Write out word for word the stretch of the essay below on STEM, MASSH, and P&T from "To stem the" through "to new Americans.".

> **Extract provided**:
"""

STEM,MASSH & p&t : WITHER GOEST THOU?
This piece is really a continuation of my work on the History and Philosophy of Education (Scribd 2009) in which I sought to lay out an easy guide to the evolution and purpose of education. Since publication of that piece much has transpired in education, especially American education.
Forty years ago, Marta Sotomayor and I completed a study of A Medio Grito: Chicanos and American Education (1974) for the National Council of La Raza funded by the Ford Foundation. That work exposed the shameful state of American education vis-à-vis Chicanos. An earlier piece of mine “Montezuma’s Children” published as a Cover Story by The Center Magazine (November/December 1970) of the Robert Maynard Hutchins Center for the Study of Democratic Institutions was so shocking in its revelations about Mexican Americans and their lack of progress in the American education system that Senator Ralph Yarbrough (D-Tx) read it into the Congressional Record 116, No. 189 (November 25, 1970, S-18961-S19865) and recommended it for a Pulitzer. “Montezuma’s Children” was reprinted extensively. That piece was followed up by my story on “Schools for Mexican Americans: Between Two Cultures as a Cover Feature for The Saturday Review (April 17, 1971).
I cite the above works as bona fides for my commentary in this piece on “STEM, MASSH, and P&T” There is little doubt that education has been the venue for civilized progress—how-ever oppressive that education has been at times in various parts of the world. In the United States today we are facing a dilemma of challenging proportions—how to educate a burgeoning population of 315 million. This is not an unusual challenge. All nations are faced with this dilemma. China and India face extraordinary challenges in educating their enormous populations. The nations of Africa face the same challenges. Everywhere, education is a challenge.
To stem the tide of declining achievements in education, the United States has escalated a push for educating its prospective workforce in STEM disciplines—Science, Technology, Engineering, and Math. I applaud this emphasis. We have fallen behind in these disciplines. The pool of a STEM prepared population has diminished, not for lack of capacity but owing to the smorgasbord of career options. This is not to say there is a glut of MASSH disciples in Music, Art, Social Sciences, and Humanities. There too there is a diminution of output. The Professions and Trades (P&T) seem to be doing relatively well. In the early 80s Alicia Cuaron and I were consultants to the National Association of Trade and Technical Schools (NATTS) in its efforts to provide trade and technical skills to new Americans.
The gist of this piece is spurred by a random thought about the expected outcomes of a STEM trained American workforce. A ludicrous stream of images flashed before my eyes, all of them rushing hither and yon, energized opticons of a STEM workforce, busy in pursuit of STEM tasks and assignments. All well and good! I have no complaints about that future.
That random thought was not engendered by complaint—rather, it was engendered more by curiosity. Where, I wondered, in that Lagerqvistian mass of STEMians rushing about in public were the MASSH products—musicians, artists, social scientists, humanists? Had STEM disciplines crowded out in that future the study of literature, of art, of music, of politics, of history? Does our STEM oriented workforce know who Cervantes was? Chaucer? Roland? How about Beowulf? Tchaikovsky? Goya? Picasso? Out of curiosity I asked one of our student science majors on our campus if he had read any Shakespeare while on campus? He said, no, not even while he was in high school since he was busy with his science interests. I’m well aware of Aristotle’s expression that “one swallow does not a summer make, nor one fine day.”

"""

> **Provided records**:
"""

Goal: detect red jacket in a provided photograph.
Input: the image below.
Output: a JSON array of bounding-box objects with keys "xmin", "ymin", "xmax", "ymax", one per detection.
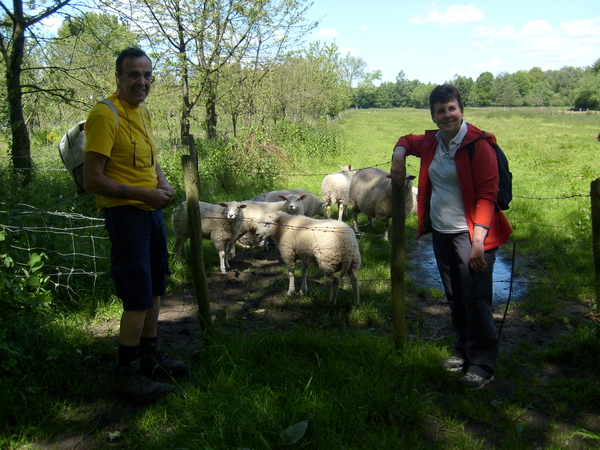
[{"xmin": 396, "ymin": 124, "xmax": 513, "ymax": 250}]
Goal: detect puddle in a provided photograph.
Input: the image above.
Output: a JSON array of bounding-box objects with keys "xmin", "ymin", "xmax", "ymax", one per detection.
[{"xmin": 406, "ymin": 234, "xmax": 527, "ymax": 305}]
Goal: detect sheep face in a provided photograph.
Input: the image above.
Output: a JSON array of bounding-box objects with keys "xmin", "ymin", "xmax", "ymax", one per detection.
[
  {"xmin": 279, "ymin": 194, "xmax": 307, "ymax": 214},
  {"xmin": 255, "ymin": 213, "xmax": 277, "ymax": 242},
  {"xmin": 219, "ymin": 202, "xmax": 247, "ymax": 222}
]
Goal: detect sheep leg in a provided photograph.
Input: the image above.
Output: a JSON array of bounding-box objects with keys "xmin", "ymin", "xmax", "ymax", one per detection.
[
  {"xmin": 336, "ymin": 203, "xmax": 344, "ymax": 220},
  {"xmin": 348, "ymin": 270, "xmax": 360, "ymax": 306},
  {"xmin": 352, "ymin": 211, "xmax": 360, "ymax": 233},
  {"xmin": 329, "ymin": 273, "xmax": 340, "ymax": 305},
  {"xmin": 174, "ymin": 235, "xmax": 189, "ymax": 262},
  {"xmin": 219, "ymin": 250, "xmax": 229, "ymax": 275},
  {"xmin": 300, "ymin": 263, "xmax": 309, "ymax": 295},
  {"xmin": 287, "ymin": 266, "xmax": 296, "ymax": 295}
]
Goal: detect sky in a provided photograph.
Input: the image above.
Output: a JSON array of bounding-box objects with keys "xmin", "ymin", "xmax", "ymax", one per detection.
[{"xmin": 306, "ymin": 0, "xmax": 600, "ymax": 84}]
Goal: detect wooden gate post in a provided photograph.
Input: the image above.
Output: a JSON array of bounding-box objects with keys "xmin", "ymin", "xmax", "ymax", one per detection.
[
  {"xmin": 590, "ymin": 178, "xmax": 600, "ymax": 337},
  {"xmin": 181, "ymin": 155, "xmax": 212, "ymax": 332},
  {"xmin": 390, "ymin": 181, "xmax": 406, "ymax": 349}
]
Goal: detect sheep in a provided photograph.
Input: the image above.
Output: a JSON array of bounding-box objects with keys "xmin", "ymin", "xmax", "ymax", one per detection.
[
  {"xmin": 171, "ymin": 201, "xmax": 246, "ymax": 275},
  {"xmin": 321, "ymin": 165, "xmax": 356, "ymax": 220},
  {"xmin": 237, "ymin": 200, "xmax": 288, "ymax": 250},
  {"xmin": 410, "ymin": 186, "xmax": 419, "ymax": 214},
  {"xmin": 256, "ymin": 211, "xmax": 361, "ymax": 306},
  {"xmin": 252, "ymin": 188, "xmax": 325, "ymax": 217},
  {"xmin": 348, "ymin": 167, "xmax": 415, "ymax": 241}
]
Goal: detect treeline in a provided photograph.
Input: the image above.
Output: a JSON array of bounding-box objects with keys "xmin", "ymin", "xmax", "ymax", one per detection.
[
  {"xmin": 0, "ymin": 0, "xmax": 600, "ymax": 177},
  {"xmin": 354, "ymin": 59, "xmax": 600, "ymax": 109}
]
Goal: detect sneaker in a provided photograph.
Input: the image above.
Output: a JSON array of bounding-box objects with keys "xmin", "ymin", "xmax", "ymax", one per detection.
[
  {"xmin": 442, "ymin": 356, "xmax": 465, "ymax": 372},
  {"xmin": 114, "ymin": 361, "xmax": 169, "ymax": 402},
  {"xmin": 140, "ymin": 339, "xmax": 187, "ymax": 377},
  {"xmin": 458, "ymin": 372, "xmax": 494, "ymax": 391}
]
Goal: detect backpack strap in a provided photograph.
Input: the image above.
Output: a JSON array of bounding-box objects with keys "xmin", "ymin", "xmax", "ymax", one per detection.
[
  {"xmin": 467, "ymin": 131, "xmax": 485, "ymax": 161},
  {"xmin": 98, "ymin": 98, "xmax": 119, "ymax": 129}
]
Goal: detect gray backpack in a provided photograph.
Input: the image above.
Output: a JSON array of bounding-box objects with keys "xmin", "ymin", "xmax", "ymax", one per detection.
[{"xmin": 58, "ymin": 98, "xmax": 119, "ymax": 195}]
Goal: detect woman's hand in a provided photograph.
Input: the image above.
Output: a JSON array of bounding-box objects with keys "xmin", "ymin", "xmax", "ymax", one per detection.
[
  {"xmin": 469, "ymin": 225, "xmax": 488, "ymax": 272},
  {"xmin": 469, "ymin": 241, "xmax": 487, "ymax": 272},
  {"xmin": 390, "ymin": 146, "xmax": 406, "ymax": 186}
]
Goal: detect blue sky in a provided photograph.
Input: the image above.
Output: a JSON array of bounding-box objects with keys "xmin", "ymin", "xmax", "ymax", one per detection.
[{"xmin": 307, "ymin": 0, "xmax": 600, "ymax": 83}]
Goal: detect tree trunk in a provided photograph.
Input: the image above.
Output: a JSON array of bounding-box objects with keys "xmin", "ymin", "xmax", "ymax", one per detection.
[
  {"xmin": 6, "ymin": 23, "xmax": 32, "ymax": 186},
  {"xmin": 205, "ymin": 78, "xmax": 217, "ymax": 139}
]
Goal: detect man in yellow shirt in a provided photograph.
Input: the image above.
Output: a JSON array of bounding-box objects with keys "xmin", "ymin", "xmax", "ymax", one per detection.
[{"xmin": 84, "ymin": 48, "xmax": 187, "ymax": 401}]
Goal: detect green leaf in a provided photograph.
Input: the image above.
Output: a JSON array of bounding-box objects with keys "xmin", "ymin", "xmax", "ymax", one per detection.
[
  {"xmin": 281, "ymin": 420, "xmax": 308, "ymax": 445},
  {"xmin": 27, "ymin": 253, "xmax": 44, "ymax": 272}
]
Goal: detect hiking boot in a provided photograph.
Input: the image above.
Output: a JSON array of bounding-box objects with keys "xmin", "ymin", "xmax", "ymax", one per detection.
[
  {"xmin": 442, "ymin": 356, "xmax": 465, "ymax": 373},
  {"xmin": 458, "ymin": 372, "xmax": 494, "ymax": 391},
  {"xmin": 140, "ymin": 339, "xmax": 187, "ymax": 377},
  {"xmin": 114, "ymin": 361, "xmax": 169, "ymax": 402}
]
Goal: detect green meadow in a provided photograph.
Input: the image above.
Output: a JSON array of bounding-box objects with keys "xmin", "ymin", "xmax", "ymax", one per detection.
[{"xmin": 0, "ymin": 109, "xmax": 600, "ymax": 450}]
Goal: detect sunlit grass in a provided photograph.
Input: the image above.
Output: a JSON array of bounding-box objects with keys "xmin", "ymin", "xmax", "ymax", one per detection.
[{"xmin": 0, "ymin": 109, "xmax": 600, "ymax": 450}]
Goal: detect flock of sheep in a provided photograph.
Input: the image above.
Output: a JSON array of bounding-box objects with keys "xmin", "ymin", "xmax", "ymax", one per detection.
[{"xmin": 172, "ymin": 166, "xmax": 416, "ymax": 306}]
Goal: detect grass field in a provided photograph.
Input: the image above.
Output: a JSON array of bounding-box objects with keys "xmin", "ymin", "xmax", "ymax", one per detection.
[{"xmin": 0, "ymin": 109, "xmax": 600, "ymax": 450}]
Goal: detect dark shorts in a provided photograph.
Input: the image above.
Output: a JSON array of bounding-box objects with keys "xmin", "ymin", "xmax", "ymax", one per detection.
[{"xmin": 104, "ymin": 206, "xmax": 169, "ymax": 311}]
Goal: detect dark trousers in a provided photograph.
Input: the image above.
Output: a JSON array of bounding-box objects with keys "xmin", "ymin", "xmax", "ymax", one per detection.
[{"xmin": 433, "ymin": 231, "xmax": 498, "ymax": 378}]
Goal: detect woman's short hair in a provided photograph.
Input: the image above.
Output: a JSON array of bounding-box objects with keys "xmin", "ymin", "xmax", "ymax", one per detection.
[
  {"xmin": 116, "ymin": 47, "xmax": 152, "ymax": 75},
  {"xmin": 429, "ymin": 84, "xmax": 463, "ymax": 117}
]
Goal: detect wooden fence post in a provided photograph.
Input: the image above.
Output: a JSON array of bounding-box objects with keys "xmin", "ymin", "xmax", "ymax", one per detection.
[
  {"xmin": 390, "ymin": 181, "xmax": 406, "ymax": 349},
  {"xmin": 590, "ymin": 178, "xmax": 600, "ymax": 337},
  {"xmin": 181, "ymin": 155, "xmax": 212, "ymax": 332}
]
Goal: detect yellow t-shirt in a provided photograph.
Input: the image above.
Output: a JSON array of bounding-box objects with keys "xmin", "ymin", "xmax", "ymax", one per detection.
[{"xmin": 85, "ymin": 94, "xmax": 158, "ymax": 210}]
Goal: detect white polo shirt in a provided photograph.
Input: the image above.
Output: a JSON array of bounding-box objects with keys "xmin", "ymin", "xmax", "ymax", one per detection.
[{"xmin": 429, "ymin": 120, "xmax": 469, "ymax": 233}]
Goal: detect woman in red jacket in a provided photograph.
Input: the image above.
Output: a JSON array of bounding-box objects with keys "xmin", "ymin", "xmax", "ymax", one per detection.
[{"xmin": 390, "ymin": 84, "xmax": 512, "ymax": 389}]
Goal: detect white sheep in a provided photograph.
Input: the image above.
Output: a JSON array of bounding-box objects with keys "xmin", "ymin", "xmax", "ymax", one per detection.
[
  {"xmin": 256, "ymin": 212, "xmax": 361, "ymax": 306},
  {"xmin": 252, "ymin": 188, "xmax": 325, "ymax": 217},
  {"xmin": 171, "ymin": 201, "xmax": 246, "ymax": 275},
  {"xmin": 410, "ymin": 186, "xmax": 419, "ymax": 214},
  {"xmin": 237, "ymin": 200, "xmax": 288, "ymax": 250},
  {"xmin": 348, "ymin": 167, "xmax": 415, "ymax": 241},
  {"xmin": 321, "ymin": 165, "xmax": 356, "ymax": 220}
]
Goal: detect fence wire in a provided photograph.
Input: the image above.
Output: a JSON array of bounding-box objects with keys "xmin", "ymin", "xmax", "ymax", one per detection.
[{"xmin": 0, "ymin": 161, "xmax": 596, "ymax": 306}]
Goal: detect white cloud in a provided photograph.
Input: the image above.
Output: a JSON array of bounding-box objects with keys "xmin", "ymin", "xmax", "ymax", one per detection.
[
  {"xmin": 473, "ymin": 58, "xmax": 506, "ymax": 72},
  {"xmin": 316, "ymin": 28, "xmax": 340, "ymax": 39},
  {"xmin": 40, "ymin": 14, "xmax": 62, "ymax": 34},
  {"xmin": 560, "ymin": 17, "xmax": 600, "ymax": 38},
  {"xmin": 473, "ymin": 17, "xmax": 600, "ymax": 67},
  {"xmin": 338, "ymin": 47, "xmax": 358, "ymax": 55},
  {"xmin": 409, "ymin": 4, "xmax": 484, "ymax": 26}
]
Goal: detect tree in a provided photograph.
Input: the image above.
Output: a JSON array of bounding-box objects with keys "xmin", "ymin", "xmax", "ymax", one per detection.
[
  {"xmin": 0, "ymin": 0, "xmax": 70, "ymax": 184},
  {"xmin": 573, "ymin": 74, "xmax": 600, "ymax": 109},
  {"xmin": 452, "ymin": 75, "xmax": 475, "ymax": 106},
  {"xmin": 354, "ymin": 70, "xmax": 381, "ymax": 108},
  {"xmin": 105, "ymin": 0, "xmax": 316, "ymax": 139},
  {"xmin": 342, "ymin": 54, "xmax": 367, "ymax": 87},
  {"xmin": 396, "ymin": 70, "xmax": 420, "ymax": 106},
  {"xmin": 410, "ymin": 83, "xmax": 435, "ymax": 108},
  {"xmin": 35, "ymin": 12, "xmax": 138, "ymax": 123},
  {"xmin": 491, "ymin": 73, "xmax": 523, "ymax": 106},
  {"xmin": 472, "ymin": 72, "xmax": 494, "ymax": 106},
  {"xmin": 374, "ymin": 81, "xmax": 400, "ymax": 108},
  {"xmin": 524, "ymin": 81, "xmax": 553, "ymax": 106},
  {"xmin": 544, "ymin": 66, "xmax": 585, "ymax": 98}
]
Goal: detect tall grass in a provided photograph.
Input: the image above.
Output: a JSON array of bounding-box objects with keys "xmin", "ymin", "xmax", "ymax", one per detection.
[{"xmin": 0, "ymin": 109, "xmax": 600, "ymax": 450}]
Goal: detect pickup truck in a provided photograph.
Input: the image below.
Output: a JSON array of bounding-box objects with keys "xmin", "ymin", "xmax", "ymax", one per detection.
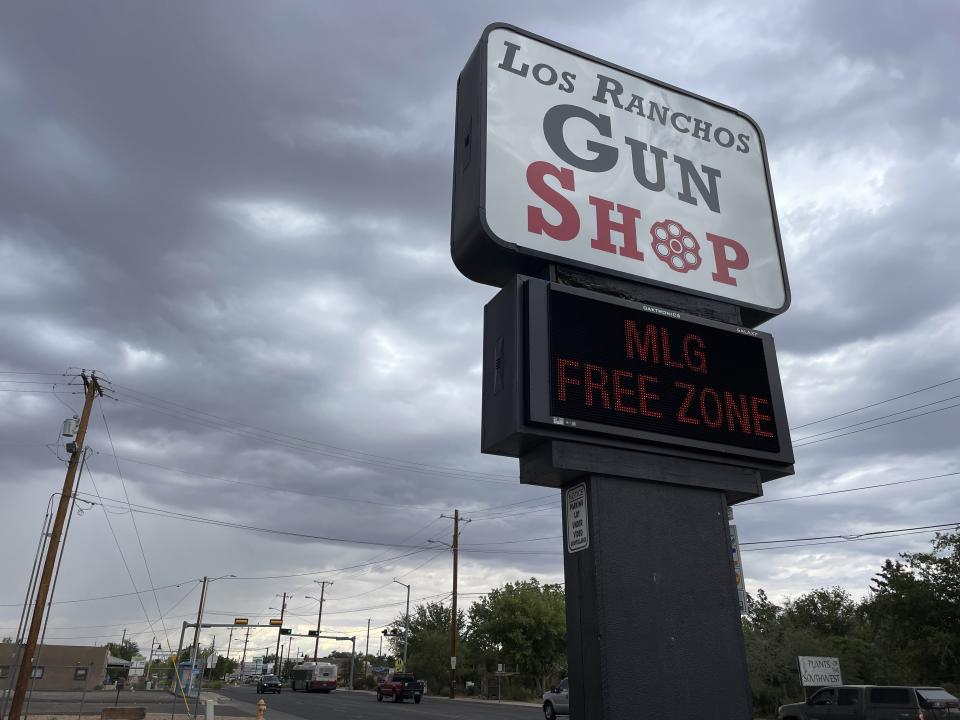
[
  {"xmin": 777, "ymin": 685, "xmax": 960, "ymax": 720},
  {"xmin": 377, "ymin": 673, "xmax": 423, "ymax": 703}
]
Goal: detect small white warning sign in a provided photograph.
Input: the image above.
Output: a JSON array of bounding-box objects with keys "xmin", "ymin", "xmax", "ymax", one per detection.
[{"xmin": 566, "ymin": 483, "xmax": 590, "ymax": 553}]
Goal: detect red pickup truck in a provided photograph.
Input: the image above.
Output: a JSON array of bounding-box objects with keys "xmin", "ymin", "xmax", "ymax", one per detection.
[{"xmin": 377, "ymin": 673, "xmax": 423, "ymax": 703}]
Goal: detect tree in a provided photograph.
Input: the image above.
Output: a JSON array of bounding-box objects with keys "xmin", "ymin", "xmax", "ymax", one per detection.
[
  {"xmin": 862, "ymin": 531, "xmax": 960, "ymax": 684},
  {"xmin": 388, "ymin": 602, "xmax": 466, "ymax": 694},
  {"xmin": 469, "ymin": 578, "xmax": 567, "ymax": 695},
  {"xmin": 784, "ymin": 586, "xmax": 857, "ymax": 637},
  {"xmin": 107, "ymin": 640, "xmax": 140, "ymax": 660},
  {"xmin": 213, "ymin": 655, "xmax": 240, "ymax": 680}
]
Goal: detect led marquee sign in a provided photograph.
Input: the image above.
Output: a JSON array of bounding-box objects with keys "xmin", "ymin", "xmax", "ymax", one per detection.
[
  {"xmin": 451, "ymin": 24, "xmax": 790, "ymax": 320},
  {"xmin": 483, "ymin": 278, "xmax": 793, "ymax": 466}
]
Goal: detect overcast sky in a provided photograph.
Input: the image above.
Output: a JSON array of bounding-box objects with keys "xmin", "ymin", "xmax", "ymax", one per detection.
[{"xmin": 0, "ymin": 0, "xmax": 960, "ymax": 654}]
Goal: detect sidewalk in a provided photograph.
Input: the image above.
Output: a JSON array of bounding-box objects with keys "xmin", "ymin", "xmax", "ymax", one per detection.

"""

> **Output below**:
To stem the tide of declining achievements in education, the United States has escalated a push for educating its prospective workforce in STEM disciplines—Science, Technology, Engineering, and Math. I applaud this emphasis. We have fallen behind in these disciplines. The pool of a STEM prepared population has diminished, not for lack of capacity but owing to the smorgasbord of career options. This is not to say there is a glut of MASSH disciples in Music, Art, Social Sciences, and Humanities. There too there is a diminution of output. The Professions and Trades (P&T) seem to be doing relatively well. In the early 80s Alicia Cuaron and I were consultants to the National Association of Trade and Technical Schools (NATTS) in its efforts to provide trade and technical skills to new Americans.